_Source extract_.
········

Scores Killed 40 Years Ago During Colorado’s Big Thompson Flood

By JASON POHL, Coloradoan | August 8, 2016

A year’s worth of rain fell in 70 minutes.

Clouds piled 12 miles into the mountain sky unleashed a deluge on July 31, 1976, setting off the most powerful flood since glaciers retreated 10,000 years ago.

The chaos along an otherwise trickling Big Thompson River killed 144 people, five of whom were never found, and carved out a chapter in the history books as Colorado’s deadliest natural disaster.

It was the eve of the state’s 100th birthday, part of a three-day shindig that drew weekend warriors and outdoor enthusiasts to the mountains of Larimer County. An estimated 3,500 people were camping, fishing and relaxing in the canyon that night.

A thunderstorm parked near Estes Park and turned the sky a daunting black late that afternoon, reported the Coloradoan.

Some residents recall fishing in Loveland and looking to the west, curious about the strange storm pattern that didn’t jibe with late-summer monsoon flows. Others remember the peculiarity of water filling wheel barrows in a matter of seconds or nature’s brilliant light show after the sun set.

Even the 2013 disaster in the same spot paled in comparison both in body count and sheer brutality, largely because people were caught flat-footed some 40 years ago. A foot of rain fell during a few hours in a stretch of land between the tourist hub of Estes Park and the quaint mountain communities of Drake and Glen Haven.

········

_Task requirements_.
[a] Translate this sentence from the Big Thompson flood article into Spanish: "A thunderstorm parked near Estes Park and turned the sky a daunting black late that afternoon, reported the Coloradoan."
[b] According to the Big Thompson flood article, how many people did the 1976 flood kill?
[c] Copy from the Big Thompson flood article, word for word, the stretch from "It was the eve" through "canyon that night.".

········

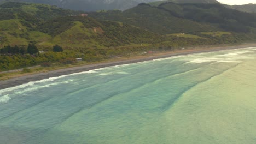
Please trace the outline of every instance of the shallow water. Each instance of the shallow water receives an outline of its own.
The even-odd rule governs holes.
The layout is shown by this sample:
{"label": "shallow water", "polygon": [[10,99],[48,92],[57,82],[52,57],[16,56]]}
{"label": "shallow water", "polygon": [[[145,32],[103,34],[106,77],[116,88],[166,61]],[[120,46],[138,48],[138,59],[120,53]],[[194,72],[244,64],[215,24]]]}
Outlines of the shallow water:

········

_Solutions to the exercise_.
[a] Una tormenta eléctrica se estacionó cerca de Estes Park y tiñó el cielo de un negro sobrecogedor al final de esa tarde, informó el Coloradoan.

[b] It killed 144 people, five of whom were never found.

[c]
It was the eve of the state’s 100th birthday, part of a three-day shindig that drew weekend warriors and outdoor enthusiasts to the mountains of Larimer County. An estimated 3,500 people were camping, fishing and relaxing in the canyon that night.